TO DO:
Quote each line exactly, from the line that contains "Each instance of the boy's face" down to the last line of the listing, and no other lines.

Items from a data source:
_ _ _ _ _ _ _

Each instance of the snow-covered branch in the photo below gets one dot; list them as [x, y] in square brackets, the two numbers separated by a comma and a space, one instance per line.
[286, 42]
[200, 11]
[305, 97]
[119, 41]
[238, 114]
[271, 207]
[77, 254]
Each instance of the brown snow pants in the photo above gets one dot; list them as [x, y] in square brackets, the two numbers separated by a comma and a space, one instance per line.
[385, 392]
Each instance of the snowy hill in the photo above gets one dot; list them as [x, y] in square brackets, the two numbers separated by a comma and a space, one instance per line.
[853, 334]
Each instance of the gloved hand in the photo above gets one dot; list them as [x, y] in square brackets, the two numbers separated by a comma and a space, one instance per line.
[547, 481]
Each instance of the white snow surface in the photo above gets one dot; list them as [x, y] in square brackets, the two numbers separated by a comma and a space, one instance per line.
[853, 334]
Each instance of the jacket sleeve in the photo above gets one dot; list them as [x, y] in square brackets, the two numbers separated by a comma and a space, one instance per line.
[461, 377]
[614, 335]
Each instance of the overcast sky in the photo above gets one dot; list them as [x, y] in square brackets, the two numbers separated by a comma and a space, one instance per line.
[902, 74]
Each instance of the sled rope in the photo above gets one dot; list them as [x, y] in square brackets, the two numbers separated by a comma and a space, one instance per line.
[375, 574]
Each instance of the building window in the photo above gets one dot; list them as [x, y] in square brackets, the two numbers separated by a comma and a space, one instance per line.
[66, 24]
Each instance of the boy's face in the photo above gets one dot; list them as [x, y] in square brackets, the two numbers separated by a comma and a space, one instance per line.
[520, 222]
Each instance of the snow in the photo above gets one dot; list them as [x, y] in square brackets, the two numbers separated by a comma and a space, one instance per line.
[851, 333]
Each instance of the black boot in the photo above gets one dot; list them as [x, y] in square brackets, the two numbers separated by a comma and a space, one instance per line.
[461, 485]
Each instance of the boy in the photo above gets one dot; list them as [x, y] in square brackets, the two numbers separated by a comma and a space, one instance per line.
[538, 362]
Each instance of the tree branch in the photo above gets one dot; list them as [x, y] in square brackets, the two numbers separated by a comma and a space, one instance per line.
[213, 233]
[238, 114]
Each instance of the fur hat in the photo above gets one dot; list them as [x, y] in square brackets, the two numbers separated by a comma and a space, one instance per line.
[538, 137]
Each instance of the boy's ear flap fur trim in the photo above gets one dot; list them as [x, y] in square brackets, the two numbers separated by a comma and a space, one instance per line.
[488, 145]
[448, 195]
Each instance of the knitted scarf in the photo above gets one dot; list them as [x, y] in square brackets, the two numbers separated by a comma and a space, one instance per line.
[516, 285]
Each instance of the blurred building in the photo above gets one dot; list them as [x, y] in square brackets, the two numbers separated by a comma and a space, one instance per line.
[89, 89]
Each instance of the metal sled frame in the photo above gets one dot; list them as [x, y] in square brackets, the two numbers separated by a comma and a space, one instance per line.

_ _ _ _ _ _ _

OUTPUT FOR THIS TASK:
Each instance of the boy's face in the photo above gets one dot; list them as [x, y] in square brackets, the two numbers separated by a comma and a space, one instance per line.
[520, 222]
Each instance of the snow in the photo above gets one dot; list them as [x, y] in square brackets, the two numbers separated by a comma and a space, one instance per line.
[851, 333]
Each instance of the black boot in the photo above gets one dot; list them as [x, y] in square brackets, the two numbers separated by a comma and a space, one instance per line.
[461, 485]
Each instance of the boy in the photo above gets one dot; list them as [x, y] in square brackets, the two numbers separated by a comma and a space, one instance per line.
[538, 362]
Each instance of the tree branch in the photo above gets one dot; list them as [x, y] in square brackets, the two numbers separated by a comma and a space, one instance per line.
[213, 233]
[238, 114]
Each instance of the fur hat in the photo above gets one dot; list them as [x, y] in square brackets, the two numbers separated by a comma and a space, one instance per line.
[538, 137]
Each instance of the boy's ear flap fur trim in the photo above gets one dot; list them as [x, y] in square brackets, the two numbers separated by a comma and a space, one instance per line.
[488, 145]
[448, 195]
Each instance of the knitted scarf in the photo above gets one dot; list them as [x, y] in square brackets, the two numbers separated by a comma and a space, one instance per line.
[516, 285]
Each instance of the blurred building in the photo above gets one dot; list them as [x, y] in square brackets, the two numbers separated by a comma and a space, one instance per line.
[89, 89]
Each instance of the metal sled frame in the photo above gets one dot; list them as [x, y] in square brackets, the two numbers separated by a comma and a space, one instance per line.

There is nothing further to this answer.